SET OF TASKS:
A. Which factors does the bark beetle passage say triggered the beetle explosion?
B. In the bark beetle passage, what percentage of the dead trees in the San Bernardino mountains did last fall's wildfire burn?

READING TEXT:

Forest Service ranger Rocco Terracciano said the pines were so infested with the devastating beetle that, “We’ll start cutting down dead trees, and by the time we get to the end of a five-mile stretch a month later, we have to go back to the beginning because we have so many new dead trees there.”

The bark beetle has always been endemic in the Southern California mountains. But years of fire suppression, coupled with increasingly dense growth and consecutive warm winters, have triggered a beetle explosion.

Last fall, a wildfire destroyed thousands of acres of brush and hundreds of homes in the Cedar Glen area of Lake Arrowhead. That fire, however, burned only 7% of the dead trees in the San Bernardino mountains.

Today, communities such as Lake Arrowhead and Big Bear Lake are surrounded by 99,000 acres of beetle-ravaged trees — ready fuel for a forest fire.

Federal and state officials and academics in the field vary in their projections of how many trees have died and are dying. But all agree that by fall, at least 50% of the trees will have been ravaged by the beetle.

DATASET CONTENT:
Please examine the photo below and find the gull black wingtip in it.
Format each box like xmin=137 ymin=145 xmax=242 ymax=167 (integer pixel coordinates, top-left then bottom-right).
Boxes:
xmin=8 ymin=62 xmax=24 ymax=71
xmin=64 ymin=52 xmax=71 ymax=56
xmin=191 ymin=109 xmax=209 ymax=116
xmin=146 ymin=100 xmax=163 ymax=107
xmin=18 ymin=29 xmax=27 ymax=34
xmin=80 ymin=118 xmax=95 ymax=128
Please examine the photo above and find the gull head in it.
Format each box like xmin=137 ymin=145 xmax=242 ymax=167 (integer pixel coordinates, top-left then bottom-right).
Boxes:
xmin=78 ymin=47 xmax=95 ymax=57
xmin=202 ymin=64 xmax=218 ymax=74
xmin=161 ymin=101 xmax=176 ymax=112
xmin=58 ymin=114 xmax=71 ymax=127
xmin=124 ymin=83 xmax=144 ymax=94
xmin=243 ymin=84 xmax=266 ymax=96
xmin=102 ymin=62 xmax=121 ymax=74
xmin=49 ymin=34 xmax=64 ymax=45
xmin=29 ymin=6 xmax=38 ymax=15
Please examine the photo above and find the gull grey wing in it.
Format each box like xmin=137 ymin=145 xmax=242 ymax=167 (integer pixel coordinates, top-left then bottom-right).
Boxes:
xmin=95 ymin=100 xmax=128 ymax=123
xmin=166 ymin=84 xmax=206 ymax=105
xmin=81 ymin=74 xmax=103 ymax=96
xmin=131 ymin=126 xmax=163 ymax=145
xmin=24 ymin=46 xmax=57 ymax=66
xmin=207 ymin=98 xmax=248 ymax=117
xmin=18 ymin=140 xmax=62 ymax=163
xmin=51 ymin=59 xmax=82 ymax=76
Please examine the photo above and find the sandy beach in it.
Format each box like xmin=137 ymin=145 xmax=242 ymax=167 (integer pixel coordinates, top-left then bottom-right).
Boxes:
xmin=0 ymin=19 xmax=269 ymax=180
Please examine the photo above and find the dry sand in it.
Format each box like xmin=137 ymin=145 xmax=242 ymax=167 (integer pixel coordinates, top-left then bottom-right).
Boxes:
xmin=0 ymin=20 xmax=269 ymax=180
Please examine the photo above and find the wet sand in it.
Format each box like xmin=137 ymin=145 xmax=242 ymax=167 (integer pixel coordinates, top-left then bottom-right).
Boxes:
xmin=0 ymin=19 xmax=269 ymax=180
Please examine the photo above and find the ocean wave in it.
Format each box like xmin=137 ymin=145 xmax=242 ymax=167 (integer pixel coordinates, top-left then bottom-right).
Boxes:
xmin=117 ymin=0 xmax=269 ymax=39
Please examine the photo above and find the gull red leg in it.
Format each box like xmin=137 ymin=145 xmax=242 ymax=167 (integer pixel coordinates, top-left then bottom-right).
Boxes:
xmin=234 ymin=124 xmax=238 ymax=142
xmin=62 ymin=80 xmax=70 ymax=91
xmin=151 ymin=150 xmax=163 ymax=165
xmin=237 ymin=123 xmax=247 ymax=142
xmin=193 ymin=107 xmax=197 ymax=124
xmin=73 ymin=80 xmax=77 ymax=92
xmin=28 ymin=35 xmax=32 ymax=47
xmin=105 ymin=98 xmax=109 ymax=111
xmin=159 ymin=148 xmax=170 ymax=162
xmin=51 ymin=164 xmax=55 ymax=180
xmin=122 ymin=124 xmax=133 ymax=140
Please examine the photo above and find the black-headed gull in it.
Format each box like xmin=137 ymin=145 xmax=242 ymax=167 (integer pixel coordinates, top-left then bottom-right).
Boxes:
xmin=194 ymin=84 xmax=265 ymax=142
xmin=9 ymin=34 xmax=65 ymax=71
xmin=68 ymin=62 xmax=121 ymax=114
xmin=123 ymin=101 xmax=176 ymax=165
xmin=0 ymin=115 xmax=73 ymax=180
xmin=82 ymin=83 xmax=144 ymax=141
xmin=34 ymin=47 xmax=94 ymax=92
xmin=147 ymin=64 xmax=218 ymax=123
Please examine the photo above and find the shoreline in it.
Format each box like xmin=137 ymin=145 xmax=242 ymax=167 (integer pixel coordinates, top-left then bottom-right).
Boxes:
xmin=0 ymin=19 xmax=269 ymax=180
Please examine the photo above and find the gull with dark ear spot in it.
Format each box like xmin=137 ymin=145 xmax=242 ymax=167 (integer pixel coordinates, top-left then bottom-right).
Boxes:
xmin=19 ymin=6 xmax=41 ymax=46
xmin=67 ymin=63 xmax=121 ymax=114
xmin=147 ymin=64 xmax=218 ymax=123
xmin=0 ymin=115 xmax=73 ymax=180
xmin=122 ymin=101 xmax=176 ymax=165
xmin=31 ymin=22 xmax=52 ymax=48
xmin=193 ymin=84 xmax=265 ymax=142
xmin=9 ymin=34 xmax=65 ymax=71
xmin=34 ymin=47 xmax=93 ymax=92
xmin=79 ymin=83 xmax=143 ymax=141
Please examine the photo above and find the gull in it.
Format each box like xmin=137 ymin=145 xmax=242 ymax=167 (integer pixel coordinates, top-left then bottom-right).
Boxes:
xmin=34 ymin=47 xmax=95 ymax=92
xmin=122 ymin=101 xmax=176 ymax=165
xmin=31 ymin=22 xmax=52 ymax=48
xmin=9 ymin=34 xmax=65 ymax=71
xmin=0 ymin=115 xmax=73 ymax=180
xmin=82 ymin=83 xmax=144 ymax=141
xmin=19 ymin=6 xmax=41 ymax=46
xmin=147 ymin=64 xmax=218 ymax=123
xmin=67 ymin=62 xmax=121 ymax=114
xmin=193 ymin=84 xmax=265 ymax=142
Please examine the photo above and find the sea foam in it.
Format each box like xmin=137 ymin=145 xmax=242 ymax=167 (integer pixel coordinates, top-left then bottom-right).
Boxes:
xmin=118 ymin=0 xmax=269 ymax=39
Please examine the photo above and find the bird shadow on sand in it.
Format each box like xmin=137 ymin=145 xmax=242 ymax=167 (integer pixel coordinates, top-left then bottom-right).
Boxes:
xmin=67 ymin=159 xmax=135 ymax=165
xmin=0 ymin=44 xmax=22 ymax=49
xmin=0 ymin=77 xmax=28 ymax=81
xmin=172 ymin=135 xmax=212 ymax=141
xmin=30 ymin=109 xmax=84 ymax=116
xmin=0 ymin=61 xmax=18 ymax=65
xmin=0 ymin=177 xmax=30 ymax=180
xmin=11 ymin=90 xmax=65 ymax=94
--
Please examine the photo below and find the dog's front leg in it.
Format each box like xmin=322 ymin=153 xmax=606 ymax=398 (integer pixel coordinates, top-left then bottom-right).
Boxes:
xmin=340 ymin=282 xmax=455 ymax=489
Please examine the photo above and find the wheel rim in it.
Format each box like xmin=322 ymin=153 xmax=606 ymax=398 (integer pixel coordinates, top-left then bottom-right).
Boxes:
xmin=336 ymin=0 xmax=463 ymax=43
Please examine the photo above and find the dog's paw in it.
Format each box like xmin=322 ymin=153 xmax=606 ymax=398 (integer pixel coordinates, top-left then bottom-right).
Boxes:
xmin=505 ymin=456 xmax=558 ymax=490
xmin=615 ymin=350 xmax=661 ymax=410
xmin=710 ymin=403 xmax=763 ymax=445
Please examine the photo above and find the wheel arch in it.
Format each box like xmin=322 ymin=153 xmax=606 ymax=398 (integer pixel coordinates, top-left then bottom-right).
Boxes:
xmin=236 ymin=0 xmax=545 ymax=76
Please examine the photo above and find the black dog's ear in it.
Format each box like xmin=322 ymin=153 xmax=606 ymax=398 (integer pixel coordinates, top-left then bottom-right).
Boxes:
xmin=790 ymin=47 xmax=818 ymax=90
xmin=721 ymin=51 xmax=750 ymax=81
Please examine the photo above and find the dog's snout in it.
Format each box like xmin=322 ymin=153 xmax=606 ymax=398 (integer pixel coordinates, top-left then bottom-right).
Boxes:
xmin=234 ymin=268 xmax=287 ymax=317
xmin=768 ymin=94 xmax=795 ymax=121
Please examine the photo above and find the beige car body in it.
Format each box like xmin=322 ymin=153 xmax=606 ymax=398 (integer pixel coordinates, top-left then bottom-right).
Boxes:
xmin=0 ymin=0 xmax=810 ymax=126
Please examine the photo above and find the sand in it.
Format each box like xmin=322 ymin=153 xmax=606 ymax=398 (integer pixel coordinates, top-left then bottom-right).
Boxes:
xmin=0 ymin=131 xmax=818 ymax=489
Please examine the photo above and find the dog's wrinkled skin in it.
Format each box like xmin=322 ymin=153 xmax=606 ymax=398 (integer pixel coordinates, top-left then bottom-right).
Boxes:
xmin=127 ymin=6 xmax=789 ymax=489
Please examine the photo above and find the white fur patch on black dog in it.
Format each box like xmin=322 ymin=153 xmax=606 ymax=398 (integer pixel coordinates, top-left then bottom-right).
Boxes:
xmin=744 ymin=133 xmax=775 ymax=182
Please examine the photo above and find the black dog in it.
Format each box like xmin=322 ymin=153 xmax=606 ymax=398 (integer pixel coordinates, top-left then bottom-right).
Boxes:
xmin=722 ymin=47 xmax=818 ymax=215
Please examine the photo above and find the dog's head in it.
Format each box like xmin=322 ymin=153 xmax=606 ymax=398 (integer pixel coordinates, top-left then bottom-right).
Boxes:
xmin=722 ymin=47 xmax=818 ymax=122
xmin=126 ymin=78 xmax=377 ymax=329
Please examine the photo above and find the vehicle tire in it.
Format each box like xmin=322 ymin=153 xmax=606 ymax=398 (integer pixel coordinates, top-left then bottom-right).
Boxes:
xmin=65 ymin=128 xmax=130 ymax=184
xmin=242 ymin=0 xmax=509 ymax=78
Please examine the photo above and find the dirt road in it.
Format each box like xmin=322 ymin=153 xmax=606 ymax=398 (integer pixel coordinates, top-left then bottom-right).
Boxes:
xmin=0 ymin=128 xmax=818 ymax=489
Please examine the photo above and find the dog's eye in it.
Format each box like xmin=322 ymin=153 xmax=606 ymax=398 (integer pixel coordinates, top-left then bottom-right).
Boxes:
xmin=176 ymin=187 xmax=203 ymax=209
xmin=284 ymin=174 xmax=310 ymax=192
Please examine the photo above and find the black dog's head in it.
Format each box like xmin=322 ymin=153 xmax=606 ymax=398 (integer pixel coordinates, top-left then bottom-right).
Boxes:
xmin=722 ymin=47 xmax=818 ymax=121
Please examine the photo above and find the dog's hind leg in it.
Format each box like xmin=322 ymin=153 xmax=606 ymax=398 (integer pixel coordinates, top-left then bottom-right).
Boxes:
* * *
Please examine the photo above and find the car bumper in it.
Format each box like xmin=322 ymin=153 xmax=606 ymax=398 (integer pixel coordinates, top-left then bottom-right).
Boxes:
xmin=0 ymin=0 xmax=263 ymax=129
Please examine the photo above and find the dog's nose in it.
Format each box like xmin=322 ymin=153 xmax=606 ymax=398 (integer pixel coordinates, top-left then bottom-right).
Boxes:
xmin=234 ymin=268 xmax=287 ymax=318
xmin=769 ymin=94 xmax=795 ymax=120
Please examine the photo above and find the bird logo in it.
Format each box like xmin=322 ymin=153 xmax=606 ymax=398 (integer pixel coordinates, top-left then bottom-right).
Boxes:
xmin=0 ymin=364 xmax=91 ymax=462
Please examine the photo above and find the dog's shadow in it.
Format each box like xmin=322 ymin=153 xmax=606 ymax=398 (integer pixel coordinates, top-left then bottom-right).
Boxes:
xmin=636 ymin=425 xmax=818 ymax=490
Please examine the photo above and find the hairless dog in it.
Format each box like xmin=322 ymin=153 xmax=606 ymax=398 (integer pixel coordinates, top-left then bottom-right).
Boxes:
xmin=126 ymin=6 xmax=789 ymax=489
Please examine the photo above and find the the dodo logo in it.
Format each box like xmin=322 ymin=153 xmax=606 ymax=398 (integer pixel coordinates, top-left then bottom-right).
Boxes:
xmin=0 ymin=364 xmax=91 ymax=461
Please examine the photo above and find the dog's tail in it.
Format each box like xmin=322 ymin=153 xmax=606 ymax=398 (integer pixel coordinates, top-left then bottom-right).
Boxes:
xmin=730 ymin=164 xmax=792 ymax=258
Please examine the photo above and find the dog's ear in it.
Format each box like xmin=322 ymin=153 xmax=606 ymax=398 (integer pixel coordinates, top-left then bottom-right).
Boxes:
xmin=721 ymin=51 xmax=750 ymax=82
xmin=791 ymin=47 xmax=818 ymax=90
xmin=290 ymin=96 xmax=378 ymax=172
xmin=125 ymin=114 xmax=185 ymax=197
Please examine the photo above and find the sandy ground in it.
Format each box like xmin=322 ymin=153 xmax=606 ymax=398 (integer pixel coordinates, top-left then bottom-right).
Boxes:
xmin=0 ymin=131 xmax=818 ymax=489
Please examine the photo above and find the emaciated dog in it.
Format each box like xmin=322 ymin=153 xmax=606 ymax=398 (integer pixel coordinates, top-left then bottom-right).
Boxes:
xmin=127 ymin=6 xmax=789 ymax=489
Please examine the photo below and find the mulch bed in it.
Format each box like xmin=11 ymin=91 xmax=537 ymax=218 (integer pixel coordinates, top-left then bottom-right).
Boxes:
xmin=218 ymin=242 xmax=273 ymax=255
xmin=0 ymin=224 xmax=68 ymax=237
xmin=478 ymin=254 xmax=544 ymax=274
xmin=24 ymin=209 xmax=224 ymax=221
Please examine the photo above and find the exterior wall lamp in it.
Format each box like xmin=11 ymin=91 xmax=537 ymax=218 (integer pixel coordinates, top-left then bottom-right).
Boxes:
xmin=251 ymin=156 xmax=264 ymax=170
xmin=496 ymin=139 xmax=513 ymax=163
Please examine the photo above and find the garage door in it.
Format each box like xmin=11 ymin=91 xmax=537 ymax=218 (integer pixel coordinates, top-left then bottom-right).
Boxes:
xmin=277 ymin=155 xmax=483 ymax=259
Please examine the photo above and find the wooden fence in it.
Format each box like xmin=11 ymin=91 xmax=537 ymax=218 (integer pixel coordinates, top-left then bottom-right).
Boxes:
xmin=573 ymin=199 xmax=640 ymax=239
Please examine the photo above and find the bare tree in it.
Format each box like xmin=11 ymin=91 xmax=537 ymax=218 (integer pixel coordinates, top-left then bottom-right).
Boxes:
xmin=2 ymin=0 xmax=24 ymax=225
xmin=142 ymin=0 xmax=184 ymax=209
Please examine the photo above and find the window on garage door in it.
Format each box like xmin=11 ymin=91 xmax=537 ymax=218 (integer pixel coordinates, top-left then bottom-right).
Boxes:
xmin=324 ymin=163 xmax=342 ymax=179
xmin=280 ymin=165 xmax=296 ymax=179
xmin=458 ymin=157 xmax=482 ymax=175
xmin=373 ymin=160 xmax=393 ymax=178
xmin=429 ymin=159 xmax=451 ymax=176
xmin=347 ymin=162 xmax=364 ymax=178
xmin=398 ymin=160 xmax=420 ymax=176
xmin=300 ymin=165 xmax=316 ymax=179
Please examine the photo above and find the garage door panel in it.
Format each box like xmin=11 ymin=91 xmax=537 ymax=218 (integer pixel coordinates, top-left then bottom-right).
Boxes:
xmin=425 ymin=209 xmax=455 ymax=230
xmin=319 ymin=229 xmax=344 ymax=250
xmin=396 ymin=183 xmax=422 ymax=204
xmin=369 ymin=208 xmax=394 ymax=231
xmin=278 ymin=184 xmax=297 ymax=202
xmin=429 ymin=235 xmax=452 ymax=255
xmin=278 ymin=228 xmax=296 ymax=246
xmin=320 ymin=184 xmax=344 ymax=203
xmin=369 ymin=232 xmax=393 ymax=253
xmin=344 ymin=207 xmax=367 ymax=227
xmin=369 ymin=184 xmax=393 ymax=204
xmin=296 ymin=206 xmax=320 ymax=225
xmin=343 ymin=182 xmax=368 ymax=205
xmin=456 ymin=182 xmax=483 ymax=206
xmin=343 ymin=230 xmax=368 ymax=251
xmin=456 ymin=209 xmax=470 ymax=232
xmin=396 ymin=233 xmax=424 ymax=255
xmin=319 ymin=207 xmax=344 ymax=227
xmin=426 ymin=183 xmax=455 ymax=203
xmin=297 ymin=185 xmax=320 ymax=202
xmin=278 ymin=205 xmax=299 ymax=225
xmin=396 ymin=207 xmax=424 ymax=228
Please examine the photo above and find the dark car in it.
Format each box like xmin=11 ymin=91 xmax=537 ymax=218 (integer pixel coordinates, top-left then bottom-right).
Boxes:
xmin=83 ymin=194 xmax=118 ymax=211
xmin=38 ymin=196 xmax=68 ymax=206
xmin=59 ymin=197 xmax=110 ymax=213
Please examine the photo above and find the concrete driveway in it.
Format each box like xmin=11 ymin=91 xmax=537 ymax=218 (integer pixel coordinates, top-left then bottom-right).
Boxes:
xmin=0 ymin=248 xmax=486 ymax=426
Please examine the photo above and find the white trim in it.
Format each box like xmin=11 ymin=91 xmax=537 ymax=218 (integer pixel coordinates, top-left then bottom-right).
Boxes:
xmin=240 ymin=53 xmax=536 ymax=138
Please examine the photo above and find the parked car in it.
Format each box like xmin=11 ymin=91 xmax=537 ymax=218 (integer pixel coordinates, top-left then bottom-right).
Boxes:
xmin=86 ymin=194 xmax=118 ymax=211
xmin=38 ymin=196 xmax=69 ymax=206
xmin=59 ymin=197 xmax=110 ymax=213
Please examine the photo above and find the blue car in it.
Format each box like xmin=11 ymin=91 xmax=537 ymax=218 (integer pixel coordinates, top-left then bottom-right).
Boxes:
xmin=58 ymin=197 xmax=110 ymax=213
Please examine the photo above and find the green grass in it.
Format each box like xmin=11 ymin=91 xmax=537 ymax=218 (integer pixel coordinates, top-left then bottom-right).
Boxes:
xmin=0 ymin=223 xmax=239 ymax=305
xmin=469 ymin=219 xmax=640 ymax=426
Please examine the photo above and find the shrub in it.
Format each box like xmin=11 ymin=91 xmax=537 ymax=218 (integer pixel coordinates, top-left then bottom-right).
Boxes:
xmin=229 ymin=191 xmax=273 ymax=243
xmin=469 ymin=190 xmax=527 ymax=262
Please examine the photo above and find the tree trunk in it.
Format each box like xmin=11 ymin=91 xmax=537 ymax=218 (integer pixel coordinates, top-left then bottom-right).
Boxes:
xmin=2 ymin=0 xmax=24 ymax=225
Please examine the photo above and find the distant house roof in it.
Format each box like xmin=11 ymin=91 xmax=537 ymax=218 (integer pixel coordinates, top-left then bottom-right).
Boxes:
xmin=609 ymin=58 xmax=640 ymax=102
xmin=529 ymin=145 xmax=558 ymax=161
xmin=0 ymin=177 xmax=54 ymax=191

OUTPUTS FOR THE TASKS:
A.
- Years of fire suppression
- Increasingly dense growth
- Consecutive warm winters

B. 7%